• [PROBLEM STATEMENT]:
Reproduce the listing below verbatim, keeping every line in its original order. Omit the pictures from your output.

• [PROVIDED DATA]:
• • • •

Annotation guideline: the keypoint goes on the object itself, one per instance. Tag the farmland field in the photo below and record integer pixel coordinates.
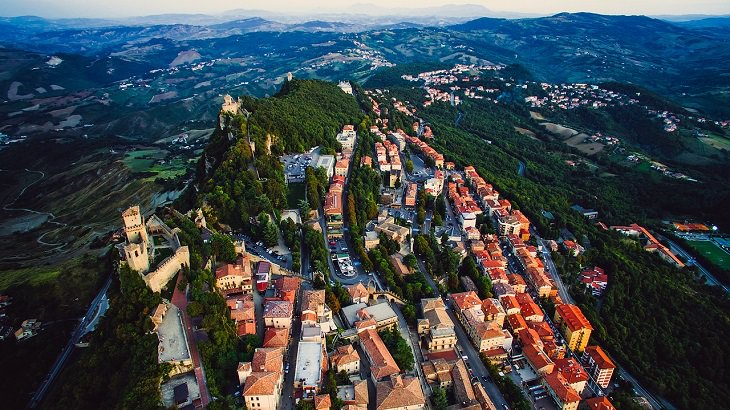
(712, 252)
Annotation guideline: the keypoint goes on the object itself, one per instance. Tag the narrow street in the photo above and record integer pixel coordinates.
(180, 299)
(80, 330)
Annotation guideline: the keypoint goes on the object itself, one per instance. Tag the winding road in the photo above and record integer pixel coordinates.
(677, 249)
(81, 330)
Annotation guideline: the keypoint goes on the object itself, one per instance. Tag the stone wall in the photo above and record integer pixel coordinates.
(157, 279)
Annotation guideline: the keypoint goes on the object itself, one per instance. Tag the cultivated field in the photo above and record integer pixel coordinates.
(712, 252)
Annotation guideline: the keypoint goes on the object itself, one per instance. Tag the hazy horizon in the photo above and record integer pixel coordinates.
(137, 8)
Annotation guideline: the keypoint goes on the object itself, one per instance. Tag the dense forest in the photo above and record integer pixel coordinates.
(238, 184)
(119, 369)
(659, 321)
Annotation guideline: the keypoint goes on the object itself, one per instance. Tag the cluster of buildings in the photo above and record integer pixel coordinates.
(456, 78)
(387, 156)
(571, 96)
(141, 250)
(428, 152)
(650, 243)
(594, 279)
(333, 207)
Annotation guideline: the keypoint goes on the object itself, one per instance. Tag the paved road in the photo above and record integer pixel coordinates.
(75, 337)
(180, 299)
(657, 403)
(469, 350)
(677, 249)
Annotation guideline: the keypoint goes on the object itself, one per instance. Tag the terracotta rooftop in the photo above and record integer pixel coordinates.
(287, 283)
(344, 355)
(260, 384)
(466, 300)
(600, 357)
(358, 290)
(268, 360)
(276, 337)
(561, 388)
(599, 403)
(313, 300)
(571, 370)
(573, 317)
(382, 363)
(399, 392)
(278, 308)
(322, 402)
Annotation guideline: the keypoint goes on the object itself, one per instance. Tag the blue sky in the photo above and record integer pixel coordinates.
(126, 8)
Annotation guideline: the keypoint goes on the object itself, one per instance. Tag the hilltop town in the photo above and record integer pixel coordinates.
(335, 260)
(347, 334)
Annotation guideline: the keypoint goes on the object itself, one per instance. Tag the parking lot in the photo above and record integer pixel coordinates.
(295, 165)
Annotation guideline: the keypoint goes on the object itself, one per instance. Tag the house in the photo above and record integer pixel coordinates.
(598, 365)
(382, 315)
(243, 312)
(594, 279)
(322, 402)
(328, 163)
(287, 287)
(346, 359)
(572, 248)
(436, 327)
(314, 310)
(341, 167)
(410, 197)
(278, 314)
(573, 325)
(354, 396)
(358, 293)
(28, 329)
(263, 274)
(437, 372)
(493, 311)
(559, 389)
(573, 373)
(276, 337)
(371, 240)
(235, 276)
(392, 230)
(382, 364)
(598, 403)
(399, 393)
(311, 361)
(398, 266)
(537, 359)
(262, 378)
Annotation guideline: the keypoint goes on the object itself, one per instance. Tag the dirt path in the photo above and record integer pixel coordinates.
(51, 217)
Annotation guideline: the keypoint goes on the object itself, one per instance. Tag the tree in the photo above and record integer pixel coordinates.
(398, 348)
(222, 248)
(439, 399)
(411, 261)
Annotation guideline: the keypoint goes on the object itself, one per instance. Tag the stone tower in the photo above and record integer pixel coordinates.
(134, 225)
(136, 249)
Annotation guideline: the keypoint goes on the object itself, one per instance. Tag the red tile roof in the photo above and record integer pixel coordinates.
(573, 317)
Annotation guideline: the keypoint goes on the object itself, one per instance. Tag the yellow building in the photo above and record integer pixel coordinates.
(573, 325)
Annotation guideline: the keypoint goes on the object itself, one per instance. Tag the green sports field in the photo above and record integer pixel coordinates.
(712, 252)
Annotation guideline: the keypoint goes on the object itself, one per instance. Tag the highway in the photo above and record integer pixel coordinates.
(565, 296)
(676, 249)
(75, 337)
(464, 343)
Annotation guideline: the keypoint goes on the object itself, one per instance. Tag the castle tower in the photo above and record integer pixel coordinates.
(137, 257)
(134, 225)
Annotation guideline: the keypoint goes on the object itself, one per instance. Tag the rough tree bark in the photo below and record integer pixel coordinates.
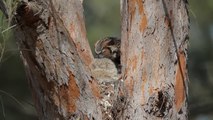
(154, 52)
(52, 40)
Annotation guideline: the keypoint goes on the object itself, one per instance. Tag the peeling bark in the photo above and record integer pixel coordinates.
(154, 52)
(56, 53)
(57, 58)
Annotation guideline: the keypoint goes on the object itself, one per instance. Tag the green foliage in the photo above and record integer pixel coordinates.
(103, 19)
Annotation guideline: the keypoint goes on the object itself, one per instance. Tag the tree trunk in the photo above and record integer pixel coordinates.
(154, 52)
(52, 39)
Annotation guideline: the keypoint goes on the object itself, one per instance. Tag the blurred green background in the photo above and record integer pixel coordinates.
(103, 19)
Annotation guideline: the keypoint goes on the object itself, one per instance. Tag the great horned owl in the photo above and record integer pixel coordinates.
(109, 47)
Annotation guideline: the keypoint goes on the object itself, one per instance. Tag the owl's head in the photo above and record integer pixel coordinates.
(108, 47)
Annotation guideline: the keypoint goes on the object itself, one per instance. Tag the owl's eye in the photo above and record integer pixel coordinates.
(106, 53)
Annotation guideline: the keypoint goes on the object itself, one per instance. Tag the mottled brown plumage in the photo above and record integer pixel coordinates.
(109, 47)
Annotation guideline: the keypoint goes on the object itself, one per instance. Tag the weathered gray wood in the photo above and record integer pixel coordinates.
(56, 55)
(52, 39)
(154, 43)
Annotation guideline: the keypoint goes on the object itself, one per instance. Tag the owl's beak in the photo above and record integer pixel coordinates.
(98, 56)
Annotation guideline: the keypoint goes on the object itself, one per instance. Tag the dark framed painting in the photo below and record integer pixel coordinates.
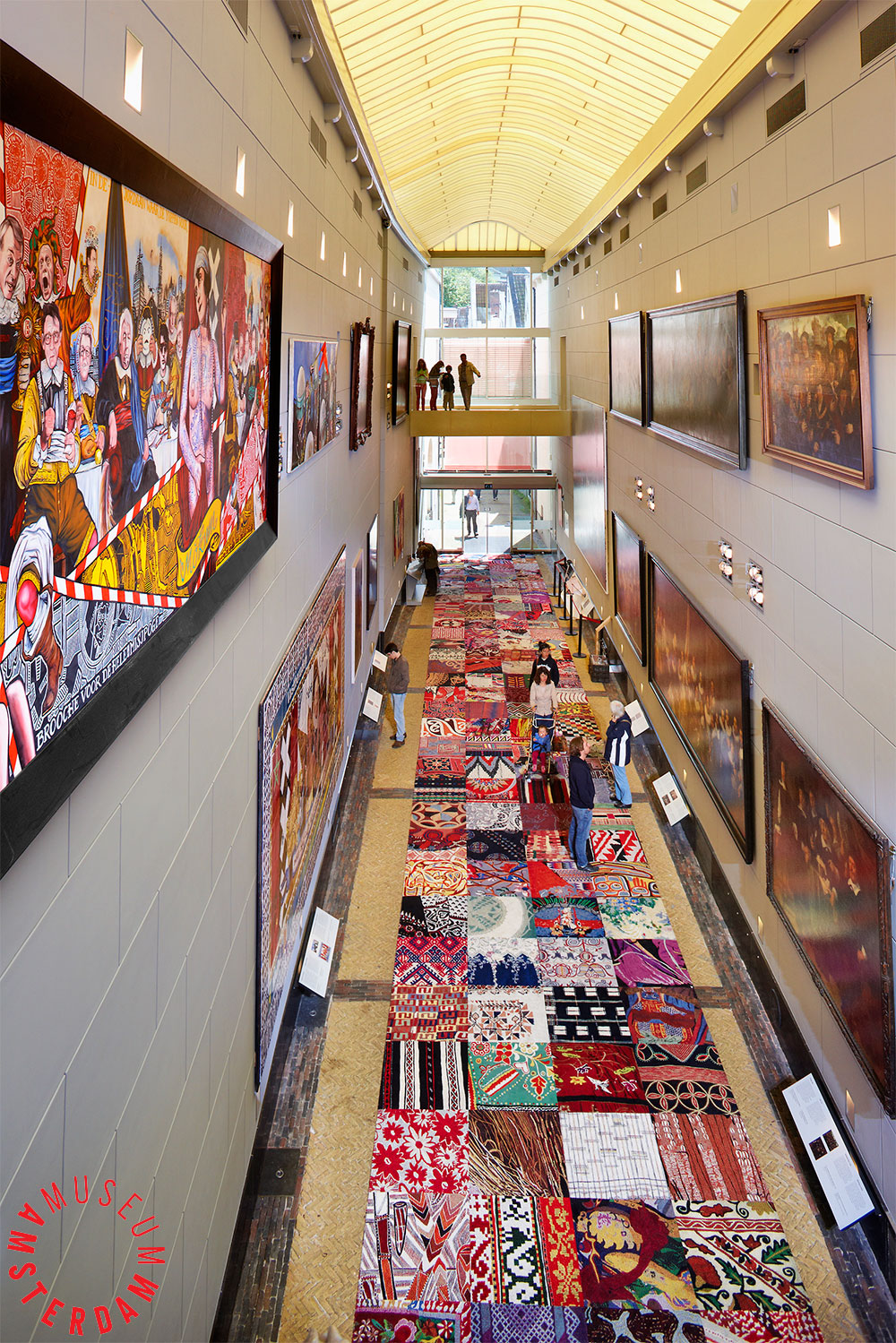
(590, 485)
(129, 506)
(629, 560)
(371, 568)
(314, 412)
(626, 366)
(704, 686)
(828, 876)
(401, 371)
(398, 528)
(362, 388)
(300, 755)
(815, 388)
(696, 361)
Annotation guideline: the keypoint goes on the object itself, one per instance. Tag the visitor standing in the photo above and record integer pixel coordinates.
(398, 677)
(618, 751)
(466, 372)
(421, 379)
(471, 513)
(581, 801)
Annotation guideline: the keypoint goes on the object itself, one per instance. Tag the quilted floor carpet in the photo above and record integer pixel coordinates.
(559, 1157)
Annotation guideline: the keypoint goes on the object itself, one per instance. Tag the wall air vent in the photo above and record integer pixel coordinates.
(786, 109)
(696, 177)
(317, 142)
(879, 35)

• • • •

• [SOLUTION]:
Annotation guideline: the keypoint goes on the object itself, one per instance. Tag the farmland field in the photo below and record integer pixel coordinates.
(712, 252)
Annotation guideline: the keypoint goes on the object itself, one per instance. Tag the narrow street in the photo above and record integer pixel coordinates.
(180, 299)
(80, 330)
Annotation guideline: the keypoint goes on the object itself, one per instance. Tag the winding road in the photo above and record integer pixel coordinates.
(677, 249)
(81, 330)
Annotation guideline: the keypoint goes on the object itself, one per instance. Tag the stone wall in the photo above and record integer pixel coordinates.
(157, 279)
Annotation guideline: the keypoint goes on the object itself, one per instance. Tag the cultivated field in the photo above and record integer pixel coordinates.
(712, 252)
Annotation guideline: the keypoint goes on the object itself, one per instance. Tag the hazy horizon in the photo above and record integer pixel coordinates.
(137, 8)
Annotation guideline: the keypoint goes on the object itself, one per instance. Tag the dense forest in the photo above and record integer pixel coordinates.
(238, 184)
(119, 369)
(659, 321)
Annotation guideline: the keypoint goes on the object itself, one per instance. Tag the cluster of buildings in the photo above and record integer pixel coordinates.
(456, 78)
(387, 156)
(571, 96)
(141, 250)
(428, 152)
(650, 243)
(594, 279)
(333, 207)
Annotation guideline: the keypoint goes on the object itself, one per instance. Tag the paved road in the photo above and record integer pixel coordinates.
(75, 337)
(180, 299)
(657, 403)
(469, 350)
(677, 249)
Annotation guideline: the keypoint goes on the object itself, one per instance. Tag the terracotta rooftop in the photo above and record integer pixel coordinates.
(287, 283)
(344, 355)
(260, 384)
(466, 300)
(600, 357)
(358, 290)
(268, 360)
(276, 337)
(561, 388)
(599, 403)
(313, 300)
(571, 370)
(573, 317)
(382, 363)
(399, 392)
(278, 308)
(322, 402)
Annotation guideline: the keypoint goes on the object itself, one per instance. Tag the blue sky in the photo above and record integer pixel coordinates.
(126, 8)
Annotation guideline: the keypoint goes on the object itself, one per instance. Tag the hilltop town in the photo above and record integer pixel coordinates.
(335, 260)
(347, 334)
Annotation guideline: the keypoint goes on the object itself, one per instance. Tag the parking lot in the photo above and record integer pixel coordinates.
(295, 165)
Annotation guideline: the keypoint goes on the object itself, one per instance. Tag the house in the photo above and record integer pixel coordinates.
(598, 365)
(382, 315)
(243, 312)
(594, 279)
(322, 402)
(328, 163)
(287, 287)
(346, 359)
(572, 248)
(436, 327)
(314, 310)
(341, 167)
(410, 197)
(278, 314)
(573, 325)
(354, 396)
(358, 293)
(28, 329)
(263, 274)
(437, 372)
(493, 311)
(559, 389)
(573, 373)
(276, 337)
(371, 240)
(235, 276)
(392, 230)
(382, 364)
(598, 403)
(399, 393)
(311, 361)
(398, 266)
(537, 359)
(262, 378)
Annotation guideline: the keypoint goes on the object itself, one per instance. Tag the dirt path in the photo above and record integer pixel coordinates.
(51, 217)
Annotation guideline: the keypoint goes on the object itself, one per instance. Tag the tree in the photo above and record integer pixel coordinates.
(398, 348)
(222, 248)
(439, 399)
(411, 261)
Annotation guideline: the keypoint goes on the object itself, one per instance. Tag the stone tower in the photo above and record integer pixel coordinates.
(134, 225)
(136, 249)
Annotation guideline: the keypoint goes on the object itself, one per instance. Tag the red tile roof in the photo above and record integer pixel coordinates.
(573, 317)
Annotation guideline: the keypoint goes on the object itself, one per instance. Tag the yellow building in the photo above and record integer pixel coordinates.
(573, 325)
Annotation guideline: the keypoint goes on the object itself, one per instance. Tag the green sports field in the photo above and record integer pixel coordinates.
(712, 252)
Annotation guideline: the keypoint goes on the object itself, one per instance. Tag the highway in the photo above and record integer pixel coordinates.
(565, 296)
(676, 249)
(75, 337)
(464, 343)
Annotation guideline: the keypoint goes on the object itself, one per instance. Tag the castle tower in the photo above and record integer pixel coordinates.
(137, 257)
(134, 225)
Annotation guideline: the keypoint goes on the object itself, one per instance. Tag the rough tree bark in the photo below and record integer pixel coordinates.
(154, 52)
(52, 40)
Annotation guideline: the keypoint goes on the object itself, one per instance. Tag the peeling bark in the photo above and record integer pixel coordinates.
(154, 52)
(56, 53)
(57, 58)
Annotation guideline: the keypoint goes on the object itself, one per instance. Tag the green foliage in the photo above and record integer pixel coordinates.
(103, 19)
Annotation guideline: the keypoint goes on the object itself, one per instance. Tag the tree trunk in the photo above and record integer pixel coordinates.
(154, 52)
(52, 39)
Annotation guideline: the keypoint goes on the object itself, one per instance. Tag the blurred green background in the photo above and record integer pixel coordinates.
(103, 19)
Annotation guideline: the keypoint goes on the object itself, one per instance. Tag the great horned owl in the photo above and record integer pixel coordinates.
(109, 47)
Annotation guideline: the keypoint goes on the object itself, one per instance. Tag the owl's head in the photo above and record integer pixel coordinates.
(108, 47)
Annotation guideline: the keypoint goes on the object itself, one per instance. Tag the owl's eye in the photo above and record integer pixel coordinates.
(106, 53)
Annotation guideline: the keypoint goes on the object itself, one per instance. Tag the mottled brown plumage in the photo above and record integer pixel coordinates.
(109, 47)
Annotation guideline: the keypoint goes on the object itself, one per instance. Tag the weathered gray wood in the photo above and record integer pixel coordinates.
(56, 55)
(52, 39)
(154, 43)
Annotation guideline: the keypoint goes on the object itself, one per instance. Tag the owl's beak in the photo above and record integer pixel coordinates.
(98, 56)
Annotation guideline: the keypoint goes on the object itself, one per instance. Tag the dark framed painting in the photo below and record integer pixel coordinates.
(590, 485)
(129, 506)
(629, 560)
(371, 568)
(314, 412)
(626, 366)
(704, 686)
(828, 876)
(401, 371)
(398, 528)
(362, 388)
(300, 755)
(815, 388)
(696, 361)
Annotation guideline: the keypoint goes on the object itself, one per instance. Tag the visitor standing in the photo above and record integer pixel coordinates.
(398, 677)
(618, 751)
(466, 372)
(421, 379)
(471, 513)
(581, 801)
Annotation guideline: the keypoint goes on the object itself, one per instance. Tag the quilted floor carpet in the photo above and record integer pixel coordinates.
(559, 1157)
Annotation guideline: the keypoint goes on the object itself, one per instance. Tag the wall air vent in the photo above and record integer pixel coordinates.
(786, 109)
(696, 177)
(317, 142)
(879, 35)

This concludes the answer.